Stated task → The records that follow should be retyped word for word.

Record excerpts →

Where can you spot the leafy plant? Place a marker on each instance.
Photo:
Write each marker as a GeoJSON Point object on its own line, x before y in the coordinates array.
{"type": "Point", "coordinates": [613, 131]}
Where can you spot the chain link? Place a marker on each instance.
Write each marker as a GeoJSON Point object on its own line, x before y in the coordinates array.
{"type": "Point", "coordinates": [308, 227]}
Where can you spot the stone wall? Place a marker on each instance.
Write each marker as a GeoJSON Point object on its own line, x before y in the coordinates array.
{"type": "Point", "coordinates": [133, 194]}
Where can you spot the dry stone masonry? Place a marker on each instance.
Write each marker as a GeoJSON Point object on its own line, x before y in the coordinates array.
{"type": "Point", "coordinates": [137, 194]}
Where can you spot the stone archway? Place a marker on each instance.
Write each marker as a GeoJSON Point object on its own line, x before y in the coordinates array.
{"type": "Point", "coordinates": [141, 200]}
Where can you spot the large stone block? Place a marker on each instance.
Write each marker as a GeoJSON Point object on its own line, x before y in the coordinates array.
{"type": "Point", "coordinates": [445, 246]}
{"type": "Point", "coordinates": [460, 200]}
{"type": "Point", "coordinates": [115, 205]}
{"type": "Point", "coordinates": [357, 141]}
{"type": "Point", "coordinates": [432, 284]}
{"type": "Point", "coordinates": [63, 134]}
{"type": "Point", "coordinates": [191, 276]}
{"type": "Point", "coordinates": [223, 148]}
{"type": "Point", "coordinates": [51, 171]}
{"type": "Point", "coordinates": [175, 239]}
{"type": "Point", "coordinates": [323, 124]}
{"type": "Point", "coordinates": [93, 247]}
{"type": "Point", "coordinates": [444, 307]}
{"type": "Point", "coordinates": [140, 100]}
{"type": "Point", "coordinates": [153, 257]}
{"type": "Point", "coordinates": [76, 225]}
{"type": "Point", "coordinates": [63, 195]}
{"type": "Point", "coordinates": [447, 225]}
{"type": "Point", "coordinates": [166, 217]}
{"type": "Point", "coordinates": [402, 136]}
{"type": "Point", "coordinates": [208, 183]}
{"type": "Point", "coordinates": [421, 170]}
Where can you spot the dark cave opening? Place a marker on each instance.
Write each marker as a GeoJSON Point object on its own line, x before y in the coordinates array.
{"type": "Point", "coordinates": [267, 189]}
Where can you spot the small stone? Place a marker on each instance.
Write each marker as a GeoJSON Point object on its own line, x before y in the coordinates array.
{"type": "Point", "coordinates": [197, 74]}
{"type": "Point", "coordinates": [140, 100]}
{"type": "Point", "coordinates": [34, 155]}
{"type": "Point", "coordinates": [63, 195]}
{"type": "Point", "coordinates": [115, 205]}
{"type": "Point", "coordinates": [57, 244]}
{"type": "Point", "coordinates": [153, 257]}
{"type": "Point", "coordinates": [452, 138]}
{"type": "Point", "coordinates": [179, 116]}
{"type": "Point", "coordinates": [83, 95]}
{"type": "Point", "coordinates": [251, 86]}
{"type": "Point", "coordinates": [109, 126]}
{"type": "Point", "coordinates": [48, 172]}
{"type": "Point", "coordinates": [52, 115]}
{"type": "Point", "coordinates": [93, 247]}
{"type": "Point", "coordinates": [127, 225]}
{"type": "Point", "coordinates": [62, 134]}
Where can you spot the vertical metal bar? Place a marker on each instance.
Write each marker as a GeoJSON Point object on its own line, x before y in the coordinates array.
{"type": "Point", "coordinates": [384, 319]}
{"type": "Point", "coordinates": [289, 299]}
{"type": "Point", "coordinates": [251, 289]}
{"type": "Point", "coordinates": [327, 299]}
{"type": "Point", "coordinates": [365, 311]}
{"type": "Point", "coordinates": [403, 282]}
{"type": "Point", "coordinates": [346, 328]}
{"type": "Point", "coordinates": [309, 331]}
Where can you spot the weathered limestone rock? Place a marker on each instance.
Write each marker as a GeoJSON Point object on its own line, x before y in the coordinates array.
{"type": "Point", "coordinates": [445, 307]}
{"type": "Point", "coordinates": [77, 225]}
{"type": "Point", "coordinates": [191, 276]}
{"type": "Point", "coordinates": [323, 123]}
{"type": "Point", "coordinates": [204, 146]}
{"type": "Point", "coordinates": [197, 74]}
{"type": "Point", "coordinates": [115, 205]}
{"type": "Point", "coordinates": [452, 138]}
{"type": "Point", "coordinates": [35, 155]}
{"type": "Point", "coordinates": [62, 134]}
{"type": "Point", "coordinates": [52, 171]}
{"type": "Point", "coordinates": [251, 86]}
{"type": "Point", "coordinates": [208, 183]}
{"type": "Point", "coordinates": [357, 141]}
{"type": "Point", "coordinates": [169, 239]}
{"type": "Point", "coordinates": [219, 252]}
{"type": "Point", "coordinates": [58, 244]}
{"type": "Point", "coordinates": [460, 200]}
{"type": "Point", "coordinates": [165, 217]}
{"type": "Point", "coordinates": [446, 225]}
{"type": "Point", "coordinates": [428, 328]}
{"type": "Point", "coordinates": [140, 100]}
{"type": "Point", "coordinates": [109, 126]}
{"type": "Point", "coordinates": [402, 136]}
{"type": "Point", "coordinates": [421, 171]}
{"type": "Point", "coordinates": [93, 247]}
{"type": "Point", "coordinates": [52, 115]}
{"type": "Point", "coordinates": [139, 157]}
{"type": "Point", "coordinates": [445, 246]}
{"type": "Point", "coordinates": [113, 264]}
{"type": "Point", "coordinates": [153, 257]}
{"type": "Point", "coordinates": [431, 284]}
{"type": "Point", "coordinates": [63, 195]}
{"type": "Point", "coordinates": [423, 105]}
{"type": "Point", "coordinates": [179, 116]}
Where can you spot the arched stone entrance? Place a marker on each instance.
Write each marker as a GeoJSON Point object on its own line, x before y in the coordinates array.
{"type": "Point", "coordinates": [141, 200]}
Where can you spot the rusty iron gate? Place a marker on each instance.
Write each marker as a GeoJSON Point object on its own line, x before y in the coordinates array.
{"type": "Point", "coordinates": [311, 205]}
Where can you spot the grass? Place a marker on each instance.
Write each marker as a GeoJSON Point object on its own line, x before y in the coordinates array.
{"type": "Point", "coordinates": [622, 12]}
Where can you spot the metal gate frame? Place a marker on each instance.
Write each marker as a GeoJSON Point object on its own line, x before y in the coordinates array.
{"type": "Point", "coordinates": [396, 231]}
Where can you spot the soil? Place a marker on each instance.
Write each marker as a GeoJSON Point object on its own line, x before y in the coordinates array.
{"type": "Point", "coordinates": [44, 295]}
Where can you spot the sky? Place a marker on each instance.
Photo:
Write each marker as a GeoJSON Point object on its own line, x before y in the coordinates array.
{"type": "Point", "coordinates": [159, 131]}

Answer for the task →
Where can you spot the leafy plant? Place a marker on each instance.
Photo:
Write each marker as a GeoJSON Point object on its own line, x before y in the coordinates array.
{"type": "Point", "coordinates": [613, 131]}
Where can you spot the chain link? Place a marker on each instance.
Write each marker as a GeoJSON Point object on its own line, x before y in the coordinates array.
{"type": "Point", "coordinates": [308, 227]}
Where can you spot the stone wall? Place a marker on each instance.
Write each marker as a GeoJSON Point object on its own line, x before y in the coordinates array.
{"type": "Point", "coordinates": [133, 194]}
Where can you spot the dry stone masonry? Place a marker on each instance.
Write each marker as a GeoJSON Point object on its own line, x before y in the coordinates array.
{"type": "Point", "coordinates": [137, 194]}
Where can you spot the stone archway? Place a marker on each instance.
Write each marker as a GeoJSON Point object on its own line, x before y in the coordinates array.
{"type": "Point", "coordinates": [141, 200]}
Where can you spot the large stone block? Place a marker on each instance.
Write each marker as a GeoJSON Point object on its own line, x before y in the coordinates array.
{"type": "Point", "coordinates": [445, 246]}
{"type": "Point", "coordinates": [460, 200]}
{"type": "Point", "coordinates": [115, 205]}
{"type": "Point", "coordinates": [357, 141]}
{"type": "Point", "coordinates": [432, 284]}
{"type": "Point", "coordinates": [63, 134]}
{"type": "Point", "coordinates": [191, 276]}
{"type": "Point", "coordinates": [223, 148]}
{"type": "Point", "coordinates": [51, 171]}
{"type": "Point", "coordinates": [175, 239]}
{"type": "Point", "coordinates": [323, 124]}
{"type": "Point", "coordinates": [93, 247]}
{"type": "Point", "coordinates": [444, 307]}
{"type": "Point", "coordinates": [140, 100]}
{"type": "Point", "coordinates": [153, 257]}
{"type": "Point", "coordinates": [76, 225]}
{"type": "Point", "coordinates": [63, 195]}
{"type": "Point", "coordinates": [447, 225]}
{"type": "Point", "coordinates": [166, 217]}
{"type": "Point", "coordinates": [402, 136]}
{"type": "Point", "coordinates": [208, 183]}
{"type": "Point", "coordinates": [421, 170]}
Where can you spot the dark cave opening? Place a marker on each instance.
Write each marker as a GeoJSON Point object on its own line, x before y in the coordinates array.
{"type": "Point", "coordinates": [267, 189]}
Where can you spot the small stone? Place a marker on each instance.
Write each marker as a GeoJSON Point object on its own line, x before y in the coordinates array.
{"type": "Point", "coordinates": [197, 74]}
{"type": "Point", "coordinates": [140, 100]}
{"type": "Point", "coordinates": [34, 155]}
{"type": "Point", "coordinates": [63, 195]}
{"type": "Point", "coordinates": [115, 205]}
{"type": "Point", "coordinates": [57, 244]}
{"type": "Point", "coordinates": [153, 257]}
{"type": "Point", "coordinates": [452, 138]}
{"type": "Point", "coordinates": [179, 116]}
{"type": "Point", "coordinates": [83, 95]}
{"type": "Point", "coordinates": [251, 86]}
{"type": "Point", "coordinates": [109, 126]}
{"type": "Point", "coordinates": [48, 172]}
{"type": "Point", "coordinates": [52, 115]}
{"type": "Point", "coordinates": [93, 247]}
{"type": "Point", "coordinates": [127, 225]}
{"type": "Point", "coordinates": [62, 134]}
Where can you spot the vertical metal bar? Place a marker on each instance.
Write each marker as a GeoJSON Point object on its own line, x before y in the coordinates array.
{"type": "Point", "coordinates": [384, 319]}
{"type": "Point", "coordinates": [289, 299]}
{"type": "Point", "coordinates": [251, 289]}
{"type": "Point", "coordinates": [327, 299]}
{"type": "Point", "coordinates": [365, 311]}
{"type": "Point", "coordinates": [403, 282]}
{"type": "Point", "coordinates": [346, 328]}
{"type": "Point", "coordinates": [309, 331]}
Where can you spot the weathered limestone rock? Place a marker on each instance.
Write each marker as a GeoJSON Point object on its own line, x before y in the coordinates array.
{"type": "Point", "coordinates": [445, 307]}
{"type": "Point", "coordinates": [77, 225]}
{"type": "Point", "coordinates": [191, 276]}
{"type": "Point", "coordinates": [323, 123]}
{"type": "Point", "coordinates": [204, 146]}
{"type": "Point", "coordinates": [197, 74]}
{"type": "Point", "coordinates": [115, 205]}
{"type": "Point", "coordinates": [452, 138]}
{"type": "Point", "coordinates": [35, 155]}
{"type": "Point", "coordinates": [62, 134]}
{"type": "Point", "coordinates": [52, 171]}
{"type": "Point", "coordinates": [251, 86]}
{"type": "Point", "coordinates": [208, 183]}
{"type": "Point", "coordinates": [357, 141]}
{"type": "Point", "coordinates": [169, 239]}
{"type": "Point", "coordinates": [219, 252]}
{"type": "Point", "coordinates": [58, 244]}
{"type": "Point", "coordinates": [460, 200]}
{"type": "Point", "coordinates": [165, 217]}
{"type": "Point", "coordinates": [446, 225]}
{"type": "Point", "coordinates": [428, 328]}
{"type": "Point", "coordinates": [140, 100]}
{"type": "Point", "coordinates": [109, 126]}
{"type": "Point", "coordinates": [402, 136]}
{"type": "Point", "coordinates": [421, 171]}
{"type": "Point", "coordinates": [93, 247]}
{"type": "Point", "coordinates": [52, 115]}
{"type": "Point", "coordinates": [139, 157]}
{"type": "Point", "coordinates": [445, 246]}
{"type": "Point", "coordinates": [113, 264]}
{"type": "Point", "coordinates": [153, 257]}
{"type": "Point", "coordinates": [431, 284]}
{"type": "Point", "coordinates": [63, 195]}
{"type": "Point", "coordinates": [423, 105]}
{"type": "Point", "coordinates": [179, 116]}
Where can you spot the arched stone entrance? Place a marker on each instance.
Write each marker as a GeoJSON Point object on its own line, x before y in the coordinates array.
{"type": "Point", "coordinates": [141, 200]}
Where can you spot the rusty iron gate? Place a marker on each instance.
Write each marker as a GeoJSON Point object on its own line, x before y in the coordinates array.
{"type": "Point", "coordinates": [311, 205]}
Where can you spot the grass? Place a marker on each instance.
Write each marker as a GeoJSON Point object on its own line, x before y in the coordinates array.
{"type": "Point", "coordinates": [622, 12]}
Where can you spot the metal gate frame? Place a marker on each instance.
Write each marker as a GeoJSON Point object on its own line, x before y in the coordinates array.
{"type": "Point", "coordinates": [396, 231]}
Where can you spot the soil? Place a marker on each instance.
Write each marker as a GeoJSON Point object on its own line, x before y in the coordinates array.
{"type": "Point", "coordinates": [44, 295]}
Where can you spot the sky? Place a marker on each instance.
Photo:
Write each marker as a GeoJSON Point object on its own line, x before y in the coordinates array.
{"type": "Point", "coordinates": [159, 131]}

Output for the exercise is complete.